Copy out the records in full, word for word, without pictures.
--- START OF DATA RECORDS ---
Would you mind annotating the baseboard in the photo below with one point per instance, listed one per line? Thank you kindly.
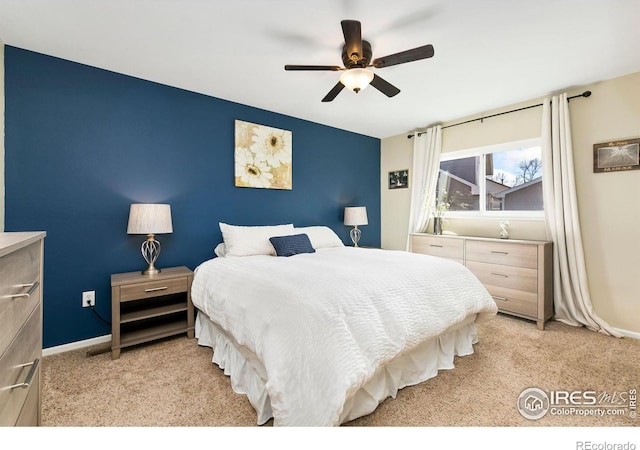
(627, 333)
(107, 338)
(76, 345)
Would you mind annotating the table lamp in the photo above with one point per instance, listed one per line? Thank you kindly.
(150, 219)
(354, 216)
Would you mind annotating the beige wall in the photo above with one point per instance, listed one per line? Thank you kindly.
(609, 203)
(1, 136)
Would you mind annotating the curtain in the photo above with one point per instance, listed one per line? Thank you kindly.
(427, 146)
(572, 301)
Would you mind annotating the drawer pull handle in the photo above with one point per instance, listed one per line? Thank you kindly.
(27, 381)
(156, 289)
(32, 288)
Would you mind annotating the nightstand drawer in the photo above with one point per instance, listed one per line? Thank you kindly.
(519, 255)
(517, 278)
(150, 289)
(438, 246)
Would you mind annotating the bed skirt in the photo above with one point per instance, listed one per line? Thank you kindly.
(248, 377)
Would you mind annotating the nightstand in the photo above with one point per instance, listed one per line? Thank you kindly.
(149, 307)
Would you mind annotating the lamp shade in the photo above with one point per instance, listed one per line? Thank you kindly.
(149, 218)
(355, 215)
(356, 79)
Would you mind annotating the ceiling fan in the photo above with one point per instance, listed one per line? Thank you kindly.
(356, 56)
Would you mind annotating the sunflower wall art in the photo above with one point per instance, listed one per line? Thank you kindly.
(262, 156)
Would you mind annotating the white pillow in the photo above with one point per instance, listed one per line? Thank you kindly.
(321, 236)
(220, 250)
(251, 240)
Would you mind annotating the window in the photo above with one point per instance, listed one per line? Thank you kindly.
(501, 180)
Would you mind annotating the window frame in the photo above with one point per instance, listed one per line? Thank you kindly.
(482, 213)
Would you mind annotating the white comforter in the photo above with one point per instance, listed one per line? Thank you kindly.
(321, 323)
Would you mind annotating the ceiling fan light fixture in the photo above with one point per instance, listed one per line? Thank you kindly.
(356, 79)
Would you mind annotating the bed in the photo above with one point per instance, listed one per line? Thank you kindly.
(316, 333)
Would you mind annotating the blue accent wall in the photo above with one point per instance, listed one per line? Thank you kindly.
(82, 144)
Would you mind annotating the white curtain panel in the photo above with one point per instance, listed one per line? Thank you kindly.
(427, 146)
(571, 290)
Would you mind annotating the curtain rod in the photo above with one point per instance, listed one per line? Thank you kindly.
(584, 94)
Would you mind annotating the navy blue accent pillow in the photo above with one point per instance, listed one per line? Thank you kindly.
(292, 245)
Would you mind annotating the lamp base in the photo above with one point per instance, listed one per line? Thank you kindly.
(150, 251)
(151, 271)
(355, 235)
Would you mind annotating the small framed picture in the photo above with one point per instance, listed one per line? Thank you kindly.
(399, 179)
(616, 156)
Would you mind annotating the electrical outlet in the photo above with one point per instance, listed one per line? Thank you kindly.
(88, 299)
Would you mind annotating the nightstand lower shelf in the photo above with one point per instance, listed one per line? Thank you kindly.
(150, 307)
(151, 333)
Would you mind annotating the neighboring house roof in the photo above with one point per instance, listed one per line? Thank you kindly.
(526, 185)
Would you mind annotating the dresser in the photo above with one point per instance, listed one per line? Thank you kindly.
(21, 263)
(517, 273)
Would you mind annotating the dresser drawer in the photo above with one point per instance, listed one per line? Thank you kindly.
(511, 254)
(20, 364)
(515, 301)
(517, 278)
(19, 290)
(151, 289)
(438, 246)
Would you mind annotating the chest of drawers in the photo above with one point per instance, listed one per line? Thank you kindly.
(20, 327)
(517, 273)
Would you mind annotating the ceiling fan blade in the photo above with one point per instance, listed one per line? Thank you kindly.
(352, 39)
(384, 86)
(333, 92)
(415, 54)
(303, 67)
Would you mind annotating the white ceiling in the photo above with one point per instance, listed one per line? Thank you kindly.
(488, 53)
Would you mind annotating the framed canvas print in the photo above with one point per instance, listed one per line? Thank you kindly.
(616, 156)
(399, 179)
(262, 156)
--- END OF DATA RECORDS ---
> _REPLY_
Would you mind annotating the baseboard in the photo below with one point per instance, listed one per line? Thank you kindly.
(627, 333)
(107, 338)
(76, 345)
Would you mind annotating the table lamp in the photo above with one point per instance, listed one per line? Thank you kindly.
(150, 219)
(354, 216)
Would you mind annotating the beige wall in the photo above with one point per instance, listed one per line? Thank you kindly.
(609, 203)
(1, 136)
Would you mind annotating the curtain in the photo above with one point per instance, listed one per line? Thank you kindly.
(427, 146)
(572, 301)
Would you mind annotating the drawer pull handle in the photo above with one point per instance, listed one per line? Thank you kindly.
(27, 381)
(156, 289)
(32, 288)
Would you mind annotating the nightstand drawer in the photo above with one point per instance, listed one per line? Thank you kindly.
(519, 255)
(517, 278)
(150, 289)
(438, 246)
Would you mind annotating the bed skirt in the photo above with one point per instance, listed one per line? Thank you kindly.
(248, 377)
Would you mind annotating the nightstand in the photo above with one point per instance, listed one per line? Thank you kindly.
(149, 307)
Would you mind annotating the lamp shade in the photo above with one point per instance, listed one per line? Thank you kindly.
(149, 218)
(355, 215)
(356, 79)
Would you mind annotating the ceiling fan in the photo above with one point per instance, listed one per line? Thank you kindly.
(356, 56)
Would you mind annotating the sunflower wall art in the photo above with one point per instance, listed one per line? Thank you kindly.
(262, 156)
Would you mind annotating the white pillow in the photo above with one point per instance, listed one per line? Thank you kindly.
(321, 236)
(220, 250)
(251, 240)
Would you mind annotating the window in the photo above with one point per instance, listed one per line? Thank you kindly.
(501, 180)
Would you mind annotating the window frame in the photo above with one point per instance, listed one per line? Thank you kindly.
(482, 213)
Would you mind annotating the white comforter in the photo above with one point per instance, listed one per line? Thank you kindly.
(321, 323)
Would you mind annotating the ceiling fan light fixture in the photo above with one point per instance, listed one per line? Thank you kindly.
(356, 79)
Would you mind annotating the bed in the photo above with one point per instance, listed one per line? Thank you kindly.
(316, 333)
Would you mind annotating the blue accent wall in the photo above with one point per instance, listed one per line? Thank you kindly.
(82, 144)
Would you mind annotating the white curtain panel in the photo above with one point per instance, listed one per line? Thank you kindly.
(427, 146)
(571, 290)
Would you mind annotating the curtain rod in the photo above with one point per instance, listed one per line? Thank you kindly.
(584, 94)
Would you mind annotating the navy blue accent pillow in the photo above with one point per instance, listed one per line? Thank you kindly.
(292, 245)
Would you mind annotating the lamp base in the photo above with one point per instance, listed one per line? Thank you kindly.
(150, 251)
(151, 271)
(355, 235)
Would you mind annotating the small framed picture in the photo above with one point per instance, listed one per line? Thank you kindly.
(399, 179)
(616, 156)
Would you mind annotating the electrical outlet in the photo above with one point per instance, listed one per line? Thank you kindly.
(88, 299)
Would you mind annotating the nightstand lower shelf in the photo above with one point per instance, listed one per line? Thank you kindly.
(150, 307)
(151, 333)
Would you mind annotating the neighboring house roof in the photo above with one point per instance, listed one per line? Thank you kindly.
(526, 185)
Would you mind annotating the dresser in the photo above with one point per instance, listed one per line? Thank you kindly.
(21, 263)
(517, 273)
Would you mind annotating the dresser drawer in the photo above with one point per instance, listed one per line? Thank you kindly.
(511, 254)
(20, 364)
(515, 301)
(517, 278)
(19, 290)
(151, 289)
(438, 246)
Would you mind annotating the chest of drawers in the photo above with one point per instance, listed one per line? Thank you kindly.
(20, 327)
(517, 273)
Would you mind annotating the ceiling fan blade in the photo above with one point per instance, listed one per line? Thank you kindly.
(352, 39)
(384, 86)
(333, 92)
(415, 54)
(303, 67)
Would you mind annotating the white ceiling in the photo above with one point per instance, listed one per line? Thank you kindly.
(488, 53)
Would you mind annotating the framed canvas print in the photo above with one point per instance, listed one per line? Thank you kindly.
(616, 156)
(399, 179)
(262, 156)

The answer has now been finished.